-- Passage to read --
I’ve had a few realizations recently that have affected me deeply. One will never be talked about here but it is something which I absolutely cannot stand about myself. Perhaps it can change as it is a fairly recent phenomena.

The other has been building over time but has only recently found full expression. It, too, was fairly devastating for a while. I have since realized that, although true, it was only one side of the story. The other side, which I had been telling myself and many others, is also true.

Despite my continuing education being a way to avoid facing much about the state of my life, it still serves all of the more positive reasons that I have espoused. And those reasons will serve my patrons, my employer, and myself quite well.

In the meantime, I am about through with “school.” Although my education does not match most of those who have been (somewhat rightfully) complaining about the state of LIS education in the blogosphere, and elsewhere, it is starting to grate on me. In my case, it is not the content of LIS or any other discipline. It is school. Although I have an amazing department and set of professors and instructors who almost never give busy work or meaningless assignments or other kinds of assignments to be derided, I nonetheless could care less about doing most of my assignments.

I simply want to read and to discuss what I’ve read with folks who have also read and care about the issues involved. I don’t care if they agree with me either. Just make me think. Of course, I also want to spend time with people who think somewhat along the same lines as I do so that we may jointly attack issues and problems of merit.

Friday I turned in a midterm that almost had something along the lines of “I simply do not care” as answers for a few of the questions. I managed to do a little better than that because I am a big boy and do, on some level, care. This is not to say that I think any of the questions are meaningless, unimportant, or even busy work. I know that they are important and meaningful questions, and I greatly appreciate and respect that fact. But, personally, I could care less if tic-tac-toe can be modeled as a DFA or not. Nor do I particularly care why, and how many states it might require. Important? Yes. Meaningful? Yes. But those questions are for theorists of computer science to answer. And that person is not me.

Now I know (or at least feel) that that attitude is wrong. I especially feel bad since the person who almost received such an answer is the one who wrote and presented me with an award at my MLS graduation. I feel as if I am letting him down. I do not like that at all. But the mind leads one into painful territory when it goes into self-preservation mode.

So it is definitely time to get out of full-time school. Thankfully (God, I can’t believe I just said that), I am almost there. I have hopefully (awaiting confirmation) moved my Python class back from 4 to 2 hours meaning I won’t have to do a final project. So I have a few more small programs to write and a small final, I think. This leaves me a tad freer to keep reading what I am interested in, particularly towards my CAS project topic.

Of course, I will need to do my bibliography for Dr. Krummel. Now I’m pretty certain that I won’t want to do that either. But I’m fairly certain that I can motivate myself since it is pretty important towards making progress on my CAS project.

After that it is just my CAS project in the Spring. I am going to try and sit in a class or two, though. Allen Renear is teaching a class on Ontology development and Kathryn and Pauline Cochrane are having a seminar on Subject access.

590OD’s description is not in the catalog yet, but here’s the one for 590SA:

An advanced topics seminar in subject access that covers a range of topics including aspects of the traditional bibliographic canon, Hjorland’s philosophical challenges to universal subject access, ongoing discussions at the Library of Congress about Library of Congress Subject Headings, experimentations with hybrid folksonomic and taxonomic approaches, as well as case studies of how enhanced subject access can increase ROI in business and industry.

-- Data excerpts --
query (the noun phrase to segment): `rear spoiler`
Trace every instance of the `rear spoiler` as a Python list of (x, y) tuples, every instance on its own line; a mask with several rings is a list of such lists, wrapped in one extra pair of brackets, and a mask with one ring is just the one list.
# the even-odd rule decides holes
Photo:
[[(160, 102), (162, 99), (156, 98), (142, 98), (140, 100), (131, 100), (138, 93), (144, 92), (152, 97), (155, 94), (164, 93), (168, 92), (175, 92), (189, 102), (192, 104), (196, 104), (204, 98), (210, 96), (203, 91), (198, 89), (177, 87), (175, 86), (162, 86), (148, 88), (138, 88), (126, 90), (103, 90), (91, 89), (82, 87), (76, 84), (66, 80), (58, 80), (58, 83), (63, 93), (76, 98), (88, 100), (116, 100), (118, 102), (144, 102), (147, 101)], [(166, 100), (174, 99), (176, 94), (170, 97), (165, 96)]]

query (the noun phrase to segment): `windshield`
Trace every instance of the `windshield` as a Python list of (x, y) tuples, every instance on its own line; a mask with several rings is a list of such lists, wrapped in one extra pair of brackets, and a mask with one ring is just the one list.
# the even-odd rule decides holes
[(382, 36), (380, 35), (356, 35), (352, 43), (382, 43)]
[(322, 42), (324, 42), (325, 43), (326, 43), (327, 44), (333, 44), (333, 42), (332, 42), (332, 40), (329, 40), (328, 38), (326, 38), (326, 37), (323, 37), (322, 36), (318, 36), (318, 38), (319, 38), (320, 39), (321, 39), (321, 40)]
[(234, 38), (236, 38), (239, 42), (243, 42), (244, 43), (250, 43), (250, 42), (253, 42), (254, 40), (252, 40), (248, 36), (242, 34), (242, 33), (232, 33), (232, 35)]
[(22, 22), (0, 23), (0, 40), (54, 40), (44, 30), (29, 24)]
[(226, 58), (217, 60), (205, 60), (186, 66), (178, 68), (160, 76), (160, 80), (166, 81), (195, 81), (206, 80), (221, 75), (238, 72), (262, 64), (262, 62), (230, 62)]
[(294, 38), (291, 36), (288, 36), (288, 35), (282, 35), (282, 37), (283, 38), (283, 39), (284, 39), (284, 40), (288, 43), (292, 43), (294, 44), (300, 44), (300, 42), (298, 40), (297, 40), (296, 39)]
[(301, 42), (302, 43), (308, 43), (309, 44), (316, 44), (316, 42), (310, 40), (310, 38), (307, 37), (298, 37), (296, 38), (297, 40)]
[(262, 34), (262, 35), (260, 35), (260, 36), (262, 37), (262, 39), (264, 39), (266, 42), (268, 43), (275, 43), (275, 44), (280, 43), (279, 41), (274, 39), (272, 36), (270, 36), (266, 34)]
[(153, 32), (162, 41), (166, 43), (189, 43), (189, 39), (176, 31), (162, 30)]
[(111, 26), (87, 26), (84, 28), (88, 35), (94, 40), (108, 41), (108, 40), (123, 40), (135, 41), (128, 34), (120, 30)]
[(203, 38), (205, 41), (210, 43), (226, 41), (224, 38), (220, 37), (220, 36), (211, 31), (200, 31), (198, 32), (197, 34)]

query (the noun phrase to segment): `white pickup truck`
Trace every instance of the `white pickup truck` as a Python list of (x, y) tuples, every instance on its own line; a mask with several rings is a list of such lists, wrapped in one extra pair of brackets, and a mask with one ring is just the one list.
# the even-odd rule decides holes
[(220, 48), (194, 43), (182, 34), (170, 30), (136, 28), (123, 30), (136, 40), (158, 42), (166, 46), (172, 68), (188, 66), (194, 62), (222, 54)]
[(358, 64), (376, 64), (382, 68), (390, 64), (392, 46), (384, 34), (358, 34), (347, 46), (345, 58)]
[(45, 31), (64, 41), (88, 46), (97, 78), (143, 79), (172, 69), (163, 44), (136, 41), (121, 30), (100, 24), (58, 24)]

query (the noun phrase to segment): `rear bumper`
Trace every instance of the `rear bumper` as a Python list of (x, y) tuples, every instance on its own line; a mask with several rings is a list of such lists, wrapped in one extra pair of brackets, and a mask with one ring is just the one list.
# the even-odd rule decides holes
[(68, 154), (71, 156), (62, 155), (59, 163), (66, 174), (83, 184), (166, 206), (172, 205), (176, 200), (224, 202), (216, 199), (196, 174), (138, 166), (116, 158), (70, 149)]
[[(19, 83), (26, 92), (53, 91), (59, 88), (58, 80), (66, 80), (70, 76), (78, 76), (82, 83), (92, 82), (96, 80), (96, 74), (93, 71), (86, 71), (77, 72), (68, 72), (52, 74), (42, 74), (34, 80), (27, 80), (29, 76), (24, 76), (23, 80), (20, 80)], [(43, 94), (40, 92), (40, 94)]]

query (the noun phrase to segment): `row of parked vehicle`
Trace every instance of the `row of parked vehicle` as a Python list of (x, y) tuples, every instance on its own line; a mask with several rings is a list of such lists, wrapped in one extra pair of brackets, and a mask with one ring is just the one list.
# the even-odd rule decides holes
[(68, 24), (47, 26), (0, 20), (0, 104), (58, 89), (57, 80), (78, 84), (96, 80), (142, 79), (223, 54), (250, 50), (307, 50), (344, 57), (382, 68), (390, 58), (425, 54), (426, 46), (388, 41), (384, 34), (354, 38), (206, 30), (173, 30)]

-- What you will do --
1. Reproduce word for word the part of the post about being through with school starting with "So it is definitely" and going on through "my CAS project.".
2. According to the post about being through with school, which topics does the 590SA seminar cover? List them all.
3. In the post about being through with school, how many hours did the writer hope to move the Python class back to?

-- Responses per task --
1.
So it is definitely time to get out of full-time school. Thankfully (God, I can’t believe I just said that), I am almost there. I have hopefully (awaiting confirmation) moved my Python class back from 4 to 2 hours meaning I won’t have to do a final project. So I have a few more small programs to write and a small final, I think. This leaves me a tad freer to keep reading what I am interested in, particularly towards my CAS project topic.

Of course, I will need to do my bibliography for Dr. Krummel. Now I’m pretty certain that I won’t want to do that either. But I’m fairly certain that I can motivate myself since it is pretty important towards making progress on my CAS project.

2.
- Aspects of the traditional bibliographic canon
- Hjorland's philosophical challenges to universal subject access
- Ongoing discussions at the Library of Congress about Library of Congress Subject Headings
- Experimentations with hybrid folksonomic and taxonomic approaches
- Case studies of how enhanced subject access can increase ROI in business and industry

3. From 4 hours back to 2 hours.